Wednesday, April 4, 2007

Commodities Trounce Stocks, Bonds on Oil, Soy Revival

Commodities Trounce Stocks, Bonds on Oil, Soy Revival

By Tan Hwee Ann and Pham-Duy Nguyen
April 2 (Bloomberg) -- Commodities are beating stocks and bonds for the first time in nine months, and the quarterly rebound is likely to continue on China's increasing imports of raw materials.
Oil, gold, soybeans and sugar for delivery at the end of the year on the New York Mercantile Exchange and the Boards of Trade in Chicago and New York show at least a 3.7 percent appreciation, beyond the 5.7 percent gain in the UBS Bloomberg CMCI index of 28 commodities through March.
``When we look at the supply and demand'' of most commodities, there's a lot ``to be very bullish about,'' said Larry Kantor, co-head of research in New York at Barclays Capital Inc., which told customers last week to buy tin, gold and corn. China has ``a voracious demand for raw materials.''
Imports of copper jumped 12 percent in February from a month earlier and were almost triple the level of a year ago, according to the Customs General Administration in Beijing. Crude oil purchases rose by 8 percent in the month and palm oil by 20 percent, the administration reported.

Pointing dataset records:
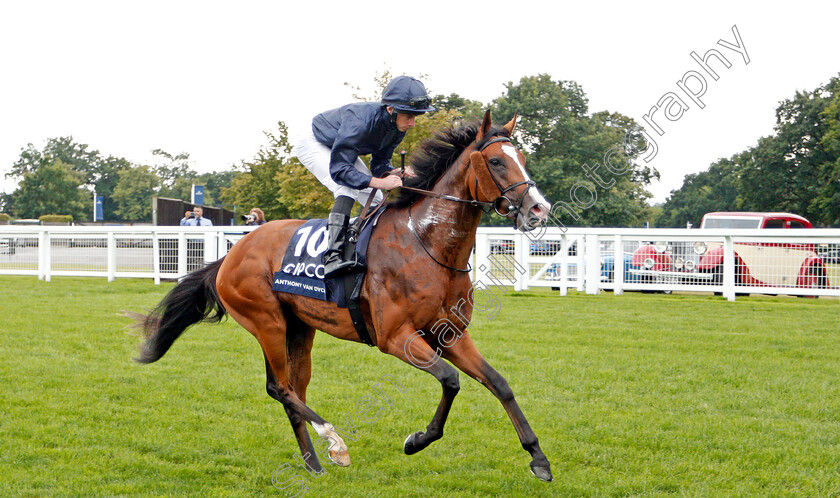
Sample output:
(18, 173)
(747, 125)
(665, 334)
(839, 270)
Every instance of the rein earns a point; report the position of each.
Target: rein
(485, 206)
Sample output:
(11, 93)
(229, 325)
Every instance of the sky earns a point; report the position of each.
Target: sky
(210, 78)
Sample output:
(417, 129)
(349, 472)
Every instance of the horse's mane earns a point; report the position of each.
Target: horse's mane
(437, 154)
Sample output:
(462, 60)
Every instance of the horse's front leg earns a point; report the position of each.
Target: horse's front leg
(464, 355)
(409, 346)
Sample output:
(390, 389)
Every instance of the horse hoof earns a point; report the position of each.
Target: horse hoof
(410, 445)
(542, 473)
(340, 458)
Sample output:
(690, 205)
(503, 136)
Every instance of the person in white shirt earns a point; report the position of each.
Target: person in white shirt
(194, 219)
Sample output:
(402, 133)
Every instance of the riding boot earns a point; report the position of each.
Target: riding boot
(334, 261)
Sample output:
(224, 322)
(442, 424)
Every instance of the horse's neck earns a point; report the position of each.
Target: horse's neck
(448, 227)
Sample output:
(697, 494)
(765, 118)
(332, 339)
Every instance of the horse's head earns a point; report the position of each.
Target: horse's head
(499, 177)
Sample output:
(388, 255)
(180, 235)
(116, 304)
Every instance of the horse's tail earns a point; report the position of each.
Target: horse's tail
(193, 300)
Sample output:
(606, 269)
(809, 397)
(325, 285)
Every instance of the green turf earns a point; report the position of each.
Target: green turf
(632, 395)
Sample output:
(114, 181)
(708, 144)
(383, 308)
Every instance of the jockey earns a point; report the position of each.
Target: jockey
(331, 150)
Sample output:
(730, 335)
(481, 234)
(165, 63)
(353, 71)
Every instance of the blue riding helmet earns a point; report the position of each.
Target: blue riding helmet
(408, 95)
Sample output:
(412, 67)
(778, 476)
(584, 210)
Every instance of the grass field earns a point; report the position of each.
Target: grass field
(642, 395)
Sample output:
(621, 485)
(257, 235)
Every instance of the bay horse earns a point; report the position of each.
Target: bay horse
(417, 277)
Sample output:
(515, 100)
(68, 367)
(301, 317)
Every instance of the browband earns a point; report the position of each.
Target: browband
(491, 142)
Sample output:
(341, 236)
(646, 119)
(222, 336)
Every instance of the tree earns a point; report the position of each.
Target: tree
(134, 191)
(567, 149)
(465, 109)
(99, 174)
(51, 189)
(277, 183)
(713, 190)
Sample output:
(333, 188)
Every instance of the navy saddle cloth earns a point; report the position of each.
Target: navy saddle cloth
(302, 270)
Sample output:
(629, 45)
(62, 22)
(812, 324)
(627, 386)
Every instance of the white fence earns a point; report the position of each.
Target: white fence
(731, 262)
(112, 252)
(589, 260)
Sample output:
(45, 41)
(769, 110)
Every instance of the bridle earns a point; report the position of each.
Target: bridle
(485, 206)
(496, 205)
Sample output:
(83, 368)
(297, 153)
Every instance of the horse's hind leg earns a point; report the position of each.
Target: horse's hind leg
(418, 354)
(268, 324)
(464, 355)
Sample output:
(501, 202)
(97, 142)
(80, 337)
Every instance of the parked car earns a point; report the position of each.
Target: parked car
(830, 256)
(756, 264)
(501, 246)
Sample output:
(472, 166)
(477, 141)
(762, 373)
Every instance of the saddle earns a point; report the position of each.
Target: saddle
(302, 269)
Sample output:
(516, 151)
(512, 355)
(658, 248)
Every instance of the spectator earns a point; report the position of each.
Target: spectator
(194, 218)
(255, 217)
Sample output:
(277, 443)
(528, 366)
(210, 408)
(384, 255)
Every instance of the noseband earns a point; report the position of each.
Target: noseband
(485, 206)
(503, 191)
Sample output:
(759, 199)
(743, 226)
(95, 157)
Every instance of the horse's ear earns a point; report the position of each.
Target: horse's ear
(511, 124)
(486, 123)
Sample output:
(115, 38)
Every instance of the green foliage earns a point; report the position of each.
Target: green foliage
(97, 173)
(134, 192)
(55, 218)
(797, 169)
(277, 183)
(466, 109)
(715, 189)
(51, 188)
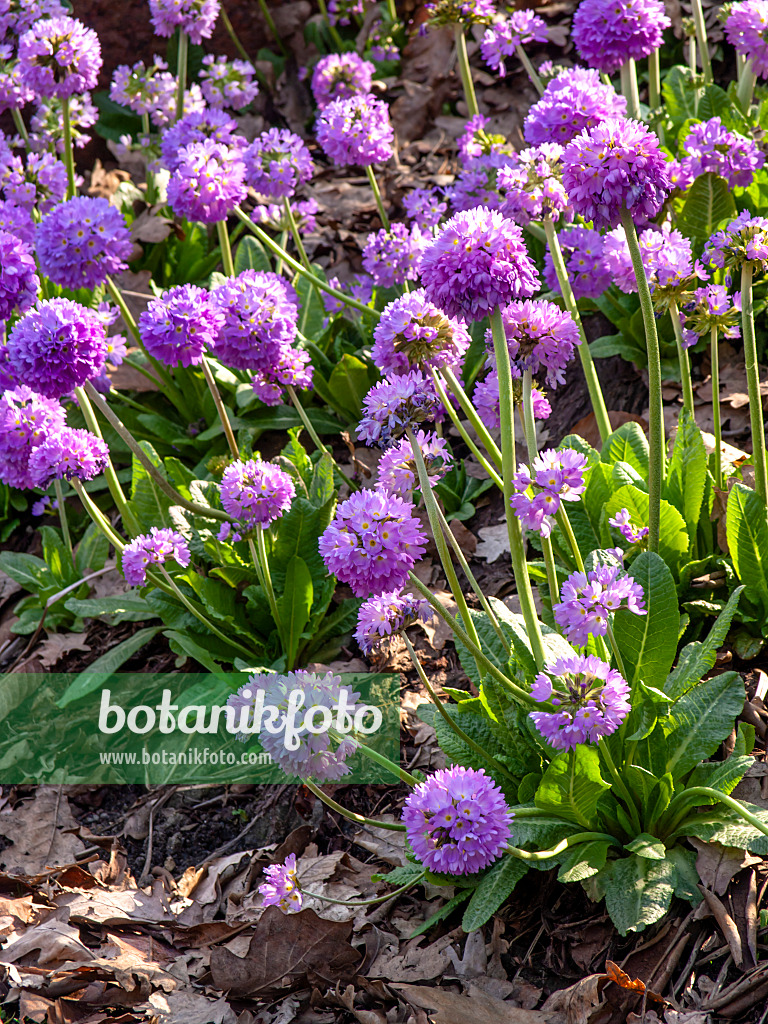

AIM OF THE EXERCISE:
Pick up the article on commodities outpacing stocks and bonds right after its last sentence and write the next part.

RESPONSE TO THE EXERCISE:
Copper rallied 8.4 percent in the quarter to $6,860 a metric ton on the London Metal Exchange, crude oil advanced 7.9 percent to $65.87 a barrel in New York and palm oil gained 3.5 percent to 2,064 ringgit ($597) a ton on the Malaysia Derivatives Exchange.
``We do see, across all commodities, phenomenal growth,'' Charlie Sartain, chief executive officer for copper at Xstrata Plc, the world's fourth-biggest producer of copper and nickel, said today in an interview in Manila. Demand for copper in China, the biggest buyer of the metal, may increase 8 percent to 10 percent this year, he said.
Quarterly Returns
First-quarter returns from commodities were more than triple the 1.6 percent gain in U.S. Treasuries and the 0.2 percent increase in the Standard & Poor's 500 Index. The Dow Jones Stoxx index in Europe added 2.5 percent, and German government bonds returned about 0.3 percent in the quarter. Commodities benefited from China's increasing imports of copper, oil and construction materials.
Stocks will suffer from a slowing U.S. economy, while European shares will be hurt by reduced profit growth, said Jane Drake, who helps oversee $10.4 billion as investment director at Tilney Investment Management in Liverpool, England. The Treasury benchmark 10-year note fell 7 cents per $100 face value last week, continuing a monthlong slump as Federal Reserve Chairman Ben S. Bernanke described inflation as his primary challenge.
``Over the next three months, commodities could outdo shares,'' said Shane Oliver, who helps manage $83 billion at AMP Capital Investors Ltd. in Sydney. ``China is importing heavily again'' to feed the world's fourth-largest economy.
Inflation Concern
Rising prices for food, metals and fuel may accelerate inflation, driving up manufacturers' costs and dashing speculation that central bankers from Washington to Tokyo will lower interest rates.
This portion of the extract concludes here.